— Position identification records —
◆ ◆ ◆ ◆ ◆

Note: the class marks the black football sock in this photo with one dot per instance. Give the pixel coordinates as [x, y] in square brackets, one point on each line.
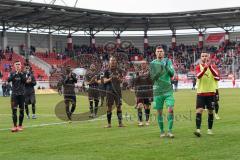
[33, 108]
[140, 115]
[210, 121]
[198, 120]
[21, 116]
[14, 117]
[216, 107]
[27, 110]
[109, 117]
[91, 106]
[119, 115]
[96, 106]
[147, 114]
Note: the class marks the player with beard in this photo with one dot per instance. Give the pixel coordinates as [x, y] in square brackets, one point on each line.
[162, 71]
[113, 77]
[143, 91]
[18, 80]
[206, 79]
[93, 91]
[68, 83]
[29, 92]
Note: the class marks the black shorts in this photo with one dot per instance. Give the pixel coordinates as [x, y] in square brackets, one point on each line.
[17, 101]
[113, 97]
[93, 93]
[30, 99]
[71, 99]
[145, 101]
[205, 102]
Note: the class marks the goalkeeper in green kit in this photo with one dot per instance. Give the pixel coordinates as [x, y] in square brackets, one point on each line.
[161, 71]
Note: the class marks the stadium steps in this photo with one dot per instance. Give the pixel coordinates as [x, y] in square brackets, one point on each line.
[37, 71]
[41, 64]
[51, 59]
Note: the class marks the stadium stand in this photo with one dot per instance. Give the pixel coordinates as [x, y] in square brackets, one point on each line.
[7, 60]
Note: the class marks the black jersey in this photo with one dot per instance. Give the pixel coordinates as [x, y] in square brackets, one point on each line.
[18, 82]
[68, 83]
[115, 84]
[143, 85]
[29, 87]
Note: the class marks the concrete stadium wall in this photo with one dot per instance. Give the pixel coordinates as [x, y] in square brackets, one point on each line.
[41, 41]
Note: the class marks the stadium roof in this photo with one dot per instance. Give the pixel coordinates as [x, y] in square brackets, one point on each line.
[19, 14]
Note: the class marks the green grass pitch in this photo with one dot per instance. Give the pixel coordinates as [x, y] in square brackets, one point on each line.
[88, 140]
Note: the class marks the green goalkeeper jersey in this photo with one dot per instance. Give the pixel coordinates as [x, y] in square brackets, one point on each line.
[161, 72]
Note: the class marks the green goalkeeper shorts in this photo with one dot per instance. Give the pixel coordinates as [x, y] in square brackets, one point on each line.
[158, 101]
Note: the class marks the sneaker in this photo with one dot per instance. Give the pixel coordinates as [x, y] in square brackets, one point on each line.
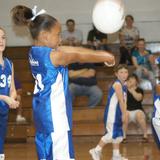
[119, 158]
[20, 119]
[96, 155]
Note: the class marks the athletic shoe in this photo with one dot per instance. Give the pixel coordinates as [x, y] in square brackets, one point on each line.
[96, 155]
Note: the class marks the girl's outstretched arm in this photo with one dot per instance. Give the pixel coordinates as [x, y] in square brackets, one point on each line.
[66, 55]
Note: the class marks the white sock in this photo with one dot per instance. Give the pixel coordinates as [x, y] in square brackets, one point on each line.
[98, 148]
[116, 152]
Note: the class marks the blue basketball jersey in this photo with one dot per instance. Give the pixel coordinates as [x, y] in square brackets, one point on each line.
[113, 112]
[5, 83]
[52, 107]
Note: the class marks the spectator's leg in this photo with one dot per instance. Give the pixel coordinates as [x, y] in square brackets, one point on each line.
[125, 125]
[95, 95]
[141, 119]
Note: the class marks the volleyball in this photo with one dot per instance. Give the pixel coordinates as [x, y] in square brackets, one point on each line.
[108, 16]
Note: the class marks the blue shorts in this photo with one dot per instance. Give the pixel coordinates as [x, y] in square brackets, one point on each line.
[54, 146]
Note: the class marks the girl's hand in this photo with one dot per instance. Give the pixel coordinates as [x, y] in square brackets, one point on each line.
[12, 102]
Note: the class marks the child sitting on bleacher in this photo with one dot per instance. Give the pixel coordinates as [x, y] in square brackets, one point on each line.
[156, 112]
[114, 116]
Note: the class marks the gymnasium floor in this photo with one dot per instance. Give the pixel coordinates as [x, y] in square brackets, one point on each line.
[132, 150]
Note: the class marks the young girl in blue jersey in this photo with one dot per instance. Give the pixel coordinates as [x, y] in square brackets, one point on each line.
[114, 116]
[52, 108]
[156, 116]
[7, 91]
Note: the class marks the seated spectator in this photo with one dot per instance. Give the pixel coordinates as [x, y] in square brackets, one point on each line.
[19, 118]
[142, 61]
[128, 36]
[71, 36]
[135, 112]
[83, 83]
[97, 40]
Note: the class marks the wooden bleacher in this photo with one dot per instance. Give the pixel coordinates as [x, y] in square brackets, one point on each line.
[86, 121]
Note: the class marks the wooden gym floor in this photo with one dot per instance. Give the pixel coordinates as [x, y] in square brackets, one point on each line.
[133, 150]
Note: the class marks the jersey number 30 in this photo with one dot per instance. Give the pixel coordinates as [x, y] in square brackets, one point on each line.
[4, 81]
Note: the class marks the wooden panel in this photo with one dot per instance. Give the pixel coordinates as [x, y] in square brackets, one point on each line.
[87, 114]
[85, 129]
[26, 112]
[82, 101]
[27, 101]
[16, 131]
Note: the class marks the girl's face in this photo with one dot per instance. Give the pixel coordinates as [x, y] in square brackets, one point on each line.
[132, 82]
[2, 40]
[52, 38]
[129, 21]
[122, 74]
[141, 45]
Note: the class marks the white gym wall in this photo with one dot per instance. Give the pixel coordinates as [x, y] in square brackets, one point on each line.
[145, 12]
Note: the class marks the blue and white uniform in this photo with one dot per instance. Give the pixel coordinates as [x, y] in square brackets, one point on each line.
[113, 117]
[156, 120]
[5, 84]
[52, 107]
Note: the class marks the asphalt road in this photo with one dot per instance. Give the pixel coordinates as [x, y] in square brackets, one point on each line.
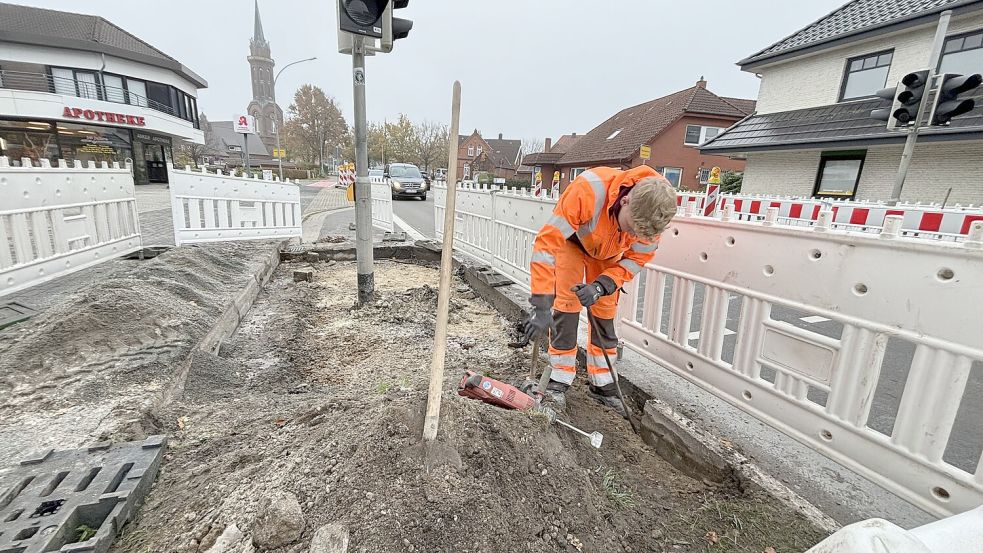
[966, 443]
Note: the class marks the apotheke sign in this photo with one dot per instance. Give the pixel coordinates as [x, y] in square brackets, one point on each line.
[104, 117]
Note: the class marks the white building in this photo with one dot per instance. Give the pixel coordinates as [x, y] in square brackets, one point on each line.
[812, 134]
[78, 87]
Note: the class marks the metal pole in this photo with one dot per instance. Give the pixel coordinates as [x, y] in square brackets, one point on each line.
[279, 153]
[909, 149]
[432, 418]
[363, 188]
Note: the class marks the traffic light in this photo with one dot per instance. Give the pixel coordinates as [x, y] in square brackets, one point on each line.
[362, 17]
[951, 100]
[394, 28]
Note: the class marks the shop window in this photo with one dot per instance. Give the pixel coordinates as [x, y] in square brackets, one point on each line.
[839, 174]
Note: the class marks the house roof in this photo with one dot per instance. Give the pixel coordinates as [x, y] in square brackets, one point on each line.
[224, 132]
[620, 136]
[506, 151]
[839, 125]
[42, 27]
[852, 19]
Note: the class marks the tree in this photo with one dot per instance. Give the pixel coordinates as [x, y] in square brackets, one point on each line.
[431, 142]
[731, 182]
[314, 125]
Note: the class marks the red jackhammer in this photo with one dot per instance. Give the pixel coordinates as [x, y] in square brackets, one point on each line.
[499, 394]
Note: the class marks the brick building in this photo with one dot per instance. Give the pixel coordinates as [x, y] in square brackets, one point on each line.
[476, 154]
[673, 126]
[813, 135]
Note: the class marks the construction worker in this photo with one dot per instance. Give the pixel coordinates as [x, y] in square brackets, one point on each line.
[606, 226]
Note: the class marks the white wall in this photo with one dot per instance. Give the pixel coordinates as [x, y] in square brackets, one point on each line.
[89, 60]
[815, 80]
[935, 167]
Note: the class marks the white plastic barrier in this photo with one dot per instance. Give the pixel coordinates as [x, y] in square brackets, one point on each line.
[923, 294]
[962, 533]
[58, 220]
[212, 207]
[951, 223]
[382, 205]
[817, 388]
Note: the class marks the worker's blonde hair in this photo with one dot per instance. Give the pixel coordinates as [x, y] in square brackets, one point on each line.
[653, 205]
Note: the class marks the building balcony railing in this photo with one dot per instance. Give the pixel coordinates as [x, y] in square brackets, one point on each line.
[42, 82]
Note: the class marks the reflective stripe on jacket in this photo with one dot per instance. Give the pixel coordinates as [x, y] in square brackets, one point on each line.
[584, 210]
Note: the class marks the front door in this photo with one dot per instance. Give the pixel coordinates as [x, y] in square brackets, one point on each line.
[153, 155]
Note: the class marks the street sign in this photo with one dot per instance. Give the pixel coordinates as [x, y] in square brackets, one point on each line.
[244, 124]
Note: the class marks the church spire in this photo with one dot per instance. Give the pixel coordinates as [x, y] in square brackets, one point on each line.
[258, 37]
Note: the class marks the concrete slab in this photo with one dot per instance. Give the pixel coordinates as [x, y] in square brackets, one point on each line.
[75, 500]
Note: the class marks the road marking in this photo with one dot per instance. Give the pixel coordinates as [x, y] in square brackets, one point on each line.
[813, 319]
[412, 232]
[695, 335]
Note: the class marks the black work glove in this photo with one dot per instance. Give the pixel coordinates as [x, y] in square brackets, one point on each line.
[588, 294]
[540, 317]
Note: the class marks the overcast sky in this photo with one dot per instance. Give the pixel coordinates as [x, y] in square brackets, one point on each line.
[528, 68]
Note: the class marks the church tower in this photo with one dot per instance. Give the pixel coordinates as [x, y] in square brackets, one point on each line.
[264, 108]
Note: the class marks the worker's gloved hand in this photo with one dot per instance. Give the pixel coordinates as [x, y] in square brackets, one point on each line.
[588, 294]
[540, 317]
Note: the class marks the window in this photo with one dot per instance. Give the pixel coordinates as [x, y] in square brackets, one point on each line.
[698, 134]
[672, 174]
[137, 92]
[64, 81]
[839, 173]
[865, 75]
[114, 88]
[963, 54]
[704, 175]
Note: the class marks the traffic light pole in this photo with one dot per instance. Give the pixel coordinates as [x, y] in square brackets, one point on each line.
[363, 187]
[909, 148]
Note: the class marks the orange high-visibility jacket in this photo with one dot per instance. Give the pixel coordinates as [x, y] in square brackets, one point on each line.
[584, 210]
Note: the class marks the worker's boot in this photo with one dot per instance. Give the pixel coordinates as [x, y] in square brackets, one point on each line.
[556, 395]
[607, 395]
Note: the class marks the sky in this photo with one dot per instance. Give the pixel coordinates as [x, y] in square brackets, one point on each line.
[528, 68]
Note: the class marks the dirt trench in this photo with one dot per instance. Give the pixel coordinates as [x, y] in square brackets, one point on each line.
[314, 398]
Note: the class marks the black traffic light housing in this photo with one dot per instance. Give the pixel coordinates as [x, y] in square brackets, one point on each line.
[951, 100]
[362, 17]
[394, 28]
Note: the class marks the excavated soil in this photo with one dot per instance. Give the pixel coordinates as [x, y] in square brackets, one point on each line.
[93, 361]
[326, 402]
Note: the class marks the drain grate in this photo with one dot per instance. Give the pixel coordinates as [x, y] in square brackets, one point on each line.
[54, 499]
[13, 313]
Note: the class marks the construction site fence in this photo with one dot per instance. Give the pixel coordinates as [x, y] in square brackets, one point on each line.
[55, 220]
[928, 220]
[885, 293]
[216, 207]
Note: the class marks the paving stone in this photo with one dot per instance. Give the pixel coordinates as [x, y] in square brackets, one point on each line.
[50, 495]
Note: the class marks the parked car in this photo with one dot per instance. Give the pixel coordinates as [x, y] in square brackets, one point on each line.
[404, 179]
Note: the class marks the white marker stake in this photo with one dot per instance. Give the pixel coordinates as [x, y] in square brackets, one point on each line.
[446, 268]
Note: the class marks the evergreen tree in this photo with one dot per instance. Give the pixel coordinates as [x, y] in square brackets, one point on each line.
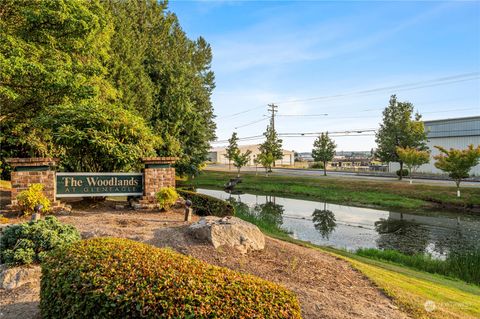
[52, 53]
[399, 129]
[240, 160]
[323, 150]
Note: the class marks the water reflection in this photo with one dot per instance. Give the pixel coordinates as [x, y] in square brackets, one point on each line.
[324, 221]
[270, 213]
[352, 227]
[402, 235]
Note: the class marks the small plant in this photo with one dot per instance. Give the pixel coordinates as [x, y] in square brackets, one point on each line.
[121, 278]
[29, 198]
[404, 172]
[166, 197]
[28, 243]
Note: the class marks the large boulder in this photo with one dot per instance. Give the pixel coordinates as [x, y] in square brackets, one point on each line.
[11, 278]
[228, 231]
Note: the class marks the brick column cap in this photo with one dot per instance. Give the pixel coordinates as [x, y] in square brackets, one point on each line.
[159, 160]
[32, 161]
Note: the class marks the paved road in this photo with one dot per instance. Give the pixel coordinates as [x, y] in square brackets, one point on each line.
[347, 175]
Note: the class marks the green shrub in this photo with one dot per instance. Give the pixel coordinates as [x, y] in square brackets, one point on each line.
[204, 205]
[29, 242]
[29, 198]
[404, 172]
[166, 197]
[121, 278]
[461, 265]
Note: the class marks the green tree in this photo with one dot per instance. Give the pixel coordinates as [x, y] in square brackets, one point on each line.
[457, 163]
[113, 139]
[240, 160]
[413, 158]
[323, 150]
[182, 112]
[232, 149]
[399, 129]
[324, 221]
[266, 160]
[52, 53]
[271, 148]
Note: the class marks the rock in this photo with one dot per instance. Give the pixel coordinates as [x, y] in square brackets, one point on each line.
[228, 231]
[11, 278]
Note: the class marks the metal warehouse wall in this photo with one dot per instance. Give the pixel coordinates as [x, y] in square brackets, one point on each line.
[449, 133]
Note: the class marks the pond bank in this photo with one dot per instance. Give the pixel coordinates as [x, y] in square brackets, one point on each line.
[326, 286]
[397, 195]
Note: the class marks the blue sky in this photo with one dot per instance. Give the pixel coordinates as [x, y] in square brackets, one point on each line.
[302, 55]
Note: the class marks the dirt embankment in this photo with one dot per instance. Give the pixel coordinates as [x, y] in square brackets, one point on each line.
[327, 287]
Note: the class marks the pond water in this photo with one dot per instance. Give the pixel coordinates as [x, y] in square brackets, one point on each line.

◆ ◆ ◆ ◆ ◆

— What you have to do —
Copy only this span: the line that contains "Note: the class marks the metal warehouse", the last line, and every line between them.

— Response —
Note: the class marks the metal warehouse wall in this photo with one dot per instance. Give the pixel coordinates as [x, y] in square brackets, one point on each line.
[449, 133]
Note: the class marks the pond bank in this photo with one dot per instance. Give the pixel coordinates as [x, y] in square brackets, one point on each line.
[326, 286]
[397, 195]
Note: the class marks the blue sky in this photo with one dot per instance. Give the pixel coordinates as [x, y] in square brackets, one point on each line.
[302, 55]
Note: the class marks the dirt embankment in this photo with one dot per instance. Give the pixel coordinates as [x, y] in square brackets, one point on each line.
[327, 287]
Note: the class marks the pond water in this photo with one dot per instance. Give the pixel coordinates as [x, y] in square brackets, one point on each line.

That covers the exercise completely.